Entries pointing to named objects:
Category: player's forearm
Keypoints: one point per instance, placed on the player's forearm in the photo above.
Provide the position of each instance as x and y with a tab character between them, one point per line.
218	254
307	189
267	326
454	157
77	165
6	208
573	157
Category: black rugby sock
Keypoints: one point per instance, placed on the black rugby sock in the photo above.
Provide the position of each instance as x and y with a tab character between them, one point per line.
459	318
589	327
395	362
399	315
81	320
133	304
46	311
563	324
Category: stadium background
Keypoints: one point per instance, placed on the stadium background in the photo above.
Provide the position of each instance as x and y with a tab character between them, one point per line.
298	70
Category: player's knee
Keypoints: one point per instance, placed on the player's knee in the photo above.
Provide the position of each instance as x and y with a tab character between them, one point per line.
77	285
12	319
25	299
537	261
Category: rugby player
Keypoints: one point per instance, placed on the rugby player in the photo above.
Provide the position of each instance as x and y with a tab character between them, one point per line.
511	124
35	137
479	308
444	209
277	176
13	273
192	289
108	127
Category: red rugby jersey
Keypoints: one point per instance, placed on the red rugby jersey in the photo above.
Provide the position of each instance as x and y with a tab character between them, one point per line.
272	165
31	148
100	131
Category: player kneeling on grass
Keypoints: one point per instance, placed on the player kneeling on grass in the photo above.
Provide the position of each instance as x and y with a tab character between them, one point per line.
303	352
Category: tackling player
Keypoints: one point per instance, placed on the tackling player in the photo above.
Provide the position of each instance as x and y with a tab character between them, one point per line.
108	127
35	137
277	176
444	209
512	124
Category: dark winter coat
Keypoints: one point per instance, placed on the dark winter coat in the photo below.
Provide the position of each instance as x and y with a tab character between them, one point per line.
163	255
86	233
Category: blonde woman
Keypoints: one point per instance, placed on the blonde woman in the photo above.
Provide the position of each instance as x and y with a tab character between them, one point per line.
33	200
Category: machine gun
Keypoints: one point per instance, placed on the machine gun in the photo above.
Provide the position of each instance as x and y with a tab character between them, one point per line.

### Instructions to follow
Print every line of the listing above again, without changing any of them.

### Answer for this exercise
Category: player's forearm
Keypoints: one point per instance, placed on the player's forearm in the photo above.
Provide the position of each instance as x and y with a tab character between them, one point per line.
218	254
307	189
267	326
454	157
77	165
6	208
573	157
Category: black rugby sock
Keypoints: one point per instance, placed on the black rugby sock in the photo above.
Provide the position of each instance as x and y with a tab character between them, one point per line.
459	318
589	327
395	362
399	315
81	320
133	304
46	311
563	324
Category: stadium background
Keypoints: one point per instance, placed on the stadium background in the photo above.
Provide the position of each instance as x and y with a tab character between them, one point per line.
298	70
Category: player's knee
Keypoints: one point per instance, placed on the player's knee in the photo above.
Provide the position of each instance as x and y with a tab character between them, one point per line.
77	285
12	319
25	299
537	261
Category: rugby player
Keypoints: one point per instance, placed on the rugby player in the photo above.
Provide the position of each instance as x and y with a tab character between them, one point per line.
511	124
35	137
479	308
444	209
277	176
13	273
192	289
108	127
Category: red rugby jersey
Keypoints: one point per instance, placed on the red rugby jersey in the photo above.
Provide the position of each instance as x and y with a tab character between them, one point per line.
272	165
31	148
100	131
Category: player kneeling on grass
Keypoints: one point per instance, placed on the player kneeling on grass in the photo above.
Provide the position of each instance as x and y with a tab character between them, one point per line.
303	352
Category: tackling player
Keypoints: one point per instance, placed on the tackling player in the photo above.
Provide the position of each instance as x and y with a tab character between them, one point per line.
108	127
35	137
277	176
444	209
512	124
Category: dark winter coat
Keypoints: one point per instance, placed on the dark winter coat in the photo below.
Provide the position of each instance as x and y with a tab character between them, one point per line.
163	255
86	233
Category: blonde woman
Keypoints: one point per instance, placed on the blonde woman in the photo above.
Provide the position of each instance as x and y with a tab character between them, one point per line.
33	200
Category: machine gun
Keypoints: one point per instance, placed on the machine gun in the photo above.
Provide the position of each instance as x and y with a tab character between them, one point per line.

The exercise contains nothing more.